**Testo della consegna**
Estrai dall'elenco e ricopia senza alcuna modifica tutte le righe, dalla riga che contiene "Task: Where can the tree" fino a quella che contiene "[[286, 283], [1307, 152]]", entrambe comprese.

**Dati forniti**
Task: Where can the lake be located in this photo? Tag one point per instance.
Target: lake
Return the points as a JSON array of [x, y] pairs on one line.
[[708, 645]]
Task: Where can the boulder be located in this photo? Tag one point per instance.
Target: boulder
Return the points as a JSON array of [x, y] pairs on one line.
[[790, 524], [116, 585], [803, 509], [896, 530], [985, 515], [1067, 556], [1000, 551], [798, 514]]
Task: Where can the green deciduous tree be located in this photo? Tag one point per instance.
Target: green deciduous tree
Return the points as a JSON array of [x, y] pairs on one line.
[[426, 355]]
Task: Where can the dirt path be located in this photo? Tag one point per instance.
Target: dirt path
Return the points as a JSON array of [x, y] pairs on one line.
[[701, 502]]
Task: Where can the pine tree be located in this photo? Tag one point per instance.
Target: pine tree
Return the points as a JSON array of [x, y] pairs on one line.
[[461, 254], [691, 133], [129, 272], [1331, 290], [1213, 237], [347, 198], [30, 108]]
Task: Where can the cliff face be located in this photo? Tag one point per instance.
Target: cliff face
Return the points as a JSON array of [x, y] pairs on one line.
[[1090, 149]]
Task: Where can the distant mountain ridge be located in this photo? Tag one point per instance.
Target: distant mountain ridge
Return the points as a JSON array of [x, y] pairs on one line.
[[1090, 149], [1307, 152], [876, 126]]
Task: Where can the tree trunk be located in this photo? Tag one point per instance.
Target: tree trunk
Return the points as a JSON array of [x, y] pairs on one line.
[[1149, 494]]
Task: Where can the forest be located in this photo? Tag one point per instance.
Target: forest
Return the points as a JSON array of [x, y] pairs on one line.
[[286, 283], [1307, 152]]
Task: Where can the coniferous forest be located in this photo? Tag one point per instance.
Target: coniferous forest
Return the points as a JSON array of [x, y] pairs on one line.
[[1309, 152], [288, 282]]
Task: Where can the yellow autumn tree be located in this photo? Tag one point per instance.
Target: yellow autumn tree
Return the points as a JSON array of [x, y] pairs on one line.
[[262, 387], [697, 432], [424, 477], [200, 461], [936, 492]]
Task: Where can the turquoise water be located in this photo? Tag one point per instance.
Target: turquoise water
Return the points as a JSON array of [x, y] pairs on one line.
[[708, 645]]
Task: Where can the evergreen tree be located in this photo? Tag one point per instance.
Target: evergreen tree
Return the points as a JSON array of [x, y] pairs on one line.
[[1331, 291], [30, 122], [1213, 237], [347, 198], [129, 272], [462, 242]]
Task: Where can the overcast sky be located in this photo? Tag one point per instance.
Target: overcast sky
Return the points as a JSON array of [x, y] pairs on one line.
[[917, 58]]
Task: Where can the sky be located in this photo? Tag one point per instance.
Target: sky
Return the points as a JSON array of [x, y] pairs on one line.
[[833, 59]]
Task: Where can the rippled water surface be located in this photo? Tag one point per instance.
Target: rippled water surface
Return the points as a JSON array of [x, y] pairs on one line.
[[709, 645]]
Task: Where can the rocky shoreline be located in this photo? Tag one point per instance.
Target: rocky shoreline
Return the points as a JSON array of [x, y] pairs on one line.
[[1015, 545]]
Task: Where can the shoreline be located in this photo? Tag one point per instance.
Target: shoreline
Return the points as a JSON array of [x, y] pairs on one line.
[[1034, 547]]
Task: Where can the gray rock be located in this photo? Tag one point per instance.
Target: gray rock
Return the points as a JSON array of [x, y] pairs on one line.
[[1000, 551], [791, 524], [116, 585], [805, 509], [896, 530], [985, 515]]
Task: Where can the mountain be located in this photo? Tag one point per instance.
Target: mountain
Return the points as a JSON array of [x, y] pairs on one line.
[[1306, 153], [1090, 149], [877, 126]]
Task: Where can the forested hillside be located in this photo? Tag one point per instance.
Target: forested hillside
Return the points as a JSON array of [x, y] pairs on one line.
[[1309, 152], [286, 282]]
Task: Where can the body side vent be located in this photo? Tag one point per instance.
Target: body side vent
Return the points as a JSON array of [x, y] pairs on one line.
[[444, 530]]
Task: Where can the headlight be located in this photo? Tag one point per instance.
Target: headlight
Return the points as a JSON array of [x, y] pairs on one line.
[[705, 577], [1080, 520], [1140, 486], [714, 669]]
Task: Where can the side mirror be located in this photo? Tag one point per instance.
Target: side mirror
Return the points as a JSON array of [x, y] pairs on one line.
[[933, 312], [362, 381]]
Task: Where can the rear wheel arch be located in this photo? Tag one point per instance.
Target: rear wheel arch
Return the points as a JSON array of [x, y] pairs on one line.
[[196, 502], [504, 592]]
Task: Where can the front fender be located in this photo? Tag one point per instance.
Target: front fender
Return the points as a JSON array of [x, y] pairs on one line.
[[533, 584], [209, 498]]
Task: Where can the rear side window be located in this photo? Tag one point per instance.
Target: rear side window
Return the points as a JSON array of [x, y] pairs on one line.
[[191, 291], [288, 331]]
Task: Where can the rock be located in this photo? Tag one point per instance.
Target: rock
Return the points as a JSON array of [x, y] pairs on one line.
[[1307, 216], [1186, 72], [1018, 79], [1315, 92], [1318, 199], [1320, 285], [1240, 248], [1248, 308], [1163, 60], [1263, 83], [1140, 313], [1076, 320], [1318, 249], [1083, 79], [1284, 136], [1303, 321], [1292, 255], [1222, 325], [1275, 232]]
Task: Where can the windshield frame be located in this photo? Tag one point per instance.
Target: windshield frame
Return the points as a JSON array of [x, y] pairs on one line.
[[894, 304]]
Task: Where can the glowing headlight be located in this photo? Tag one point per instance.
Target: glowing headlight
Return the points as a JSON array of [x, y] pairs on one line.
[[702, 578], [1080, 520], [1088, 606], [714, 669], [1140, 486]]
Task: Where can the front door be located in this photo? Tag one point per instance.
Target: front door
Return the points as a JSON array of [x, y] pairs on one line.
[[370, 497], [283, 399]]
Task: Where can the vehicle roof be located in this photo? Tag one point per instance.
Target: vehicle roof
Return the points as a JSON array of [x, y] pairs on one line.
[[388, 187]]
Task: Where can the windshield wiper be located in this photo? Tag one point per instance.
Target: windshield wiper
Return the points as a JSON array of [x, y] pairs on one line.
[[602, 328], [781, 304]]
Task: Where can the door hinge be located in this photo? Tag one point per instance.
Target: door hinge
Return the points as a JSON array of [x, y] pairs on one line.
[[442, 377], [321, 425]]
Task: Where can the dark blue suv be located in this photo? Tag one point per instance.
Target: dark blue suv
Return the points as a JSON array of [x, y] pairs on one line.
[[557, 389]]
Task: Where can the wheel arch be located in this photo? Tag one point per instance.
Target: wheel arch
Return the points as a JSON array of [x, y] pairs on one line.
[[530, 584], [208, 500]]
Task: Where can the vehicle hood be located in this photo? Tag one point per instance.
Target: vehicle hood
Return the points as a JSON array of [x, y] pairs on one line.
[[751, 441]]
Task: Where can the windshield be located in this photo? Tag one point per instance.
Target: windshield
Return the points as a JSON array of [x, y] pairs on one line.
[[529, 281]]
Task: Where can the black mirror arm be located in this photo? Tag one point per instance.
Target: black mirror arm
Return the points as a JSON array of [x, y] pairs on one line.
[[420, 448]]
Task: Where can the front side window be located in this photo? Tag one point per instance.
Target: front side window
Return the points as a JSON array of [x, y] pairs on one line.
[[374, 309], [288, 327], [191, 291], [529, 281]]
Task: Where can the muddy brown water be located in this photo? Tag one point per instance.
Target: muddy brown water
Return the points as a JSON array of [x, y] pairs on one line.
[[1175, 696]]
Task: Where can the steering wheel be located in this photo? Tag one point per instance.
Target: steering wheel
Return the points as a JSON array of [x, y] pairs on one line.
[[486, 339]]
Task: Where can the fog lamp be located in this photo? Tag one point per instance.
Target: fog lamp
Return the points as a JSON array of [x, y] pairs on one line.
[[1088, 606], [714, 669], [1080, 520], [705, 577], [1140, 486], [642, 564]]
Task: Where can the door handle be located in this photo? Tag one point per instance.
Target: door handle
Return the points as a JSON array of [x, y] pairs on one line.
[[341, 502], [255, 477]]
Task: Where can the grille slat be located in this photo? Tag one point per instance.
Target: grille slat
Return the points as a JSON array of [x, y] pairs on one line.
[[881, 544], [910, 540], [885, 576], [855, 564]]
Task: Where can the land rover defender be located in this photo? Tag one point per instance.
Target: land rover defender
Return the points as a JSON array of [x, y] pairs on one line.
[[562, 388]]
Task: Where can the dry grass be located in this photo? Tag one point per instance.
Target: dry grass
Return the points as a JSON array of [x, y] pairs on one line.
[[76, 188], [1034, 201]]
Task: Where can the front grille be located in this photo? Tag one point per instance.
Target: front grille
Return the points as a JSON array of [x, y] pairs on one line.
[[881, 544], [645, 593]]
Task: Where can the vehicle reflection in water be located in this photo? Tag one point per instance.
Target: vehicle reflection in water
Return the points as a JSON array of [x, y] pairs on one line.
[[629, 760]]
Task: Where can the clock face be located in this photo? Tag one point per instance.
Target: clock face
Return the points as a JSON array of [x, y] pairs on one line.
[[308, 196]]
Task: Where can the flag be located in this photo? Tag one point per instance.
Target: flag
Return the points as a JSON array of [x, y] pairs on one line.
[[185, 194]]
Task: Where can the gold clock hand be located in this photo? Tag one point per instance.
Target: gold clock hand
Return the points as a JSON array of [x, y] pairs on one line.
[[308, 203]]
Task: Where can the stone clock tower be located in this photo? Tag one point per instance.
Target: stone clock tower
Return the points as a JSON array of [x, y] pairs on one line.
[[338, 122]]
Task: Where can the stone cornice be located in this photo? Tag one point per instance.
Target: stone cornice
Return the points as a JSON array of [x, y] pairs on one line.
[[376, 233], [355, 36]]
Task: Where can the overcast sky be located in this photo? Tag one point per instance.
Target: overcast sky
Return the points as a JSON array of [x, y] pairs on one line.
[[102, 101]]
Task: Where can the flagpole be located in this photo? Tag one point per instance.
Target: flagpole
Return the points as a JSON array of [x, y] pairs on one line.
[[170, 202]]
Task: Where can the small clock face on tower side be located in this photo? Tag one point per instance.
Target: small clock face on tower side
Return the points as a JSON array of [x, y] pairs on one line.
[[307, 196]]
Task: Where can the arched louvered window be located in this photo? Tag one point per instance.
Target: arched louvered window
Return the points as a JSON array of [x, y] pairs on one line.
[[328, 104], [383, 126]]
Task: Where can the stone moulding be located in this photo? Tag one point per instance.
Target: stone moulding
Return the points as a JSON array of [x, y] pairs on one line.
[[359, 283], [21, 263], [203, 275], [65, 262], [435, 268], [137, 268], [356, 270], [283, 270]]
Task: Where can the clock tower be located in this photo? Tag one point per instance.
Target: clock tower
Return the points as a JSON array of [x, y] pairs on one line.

**Risultato del compito**
Task: Where can the tree trunk be located in this photo? Tag one point per instance.
Target: tree trunk
Return the points as a JSON array of [x, y] pairs on one line.
[[1149, 494]]
Task: Where can the forest be located in this photo? Tag one point per instance.
Target: forest
Return the points as a JSON array of [x, y] pairs on one line.
[[286, 283], [1307, 152]]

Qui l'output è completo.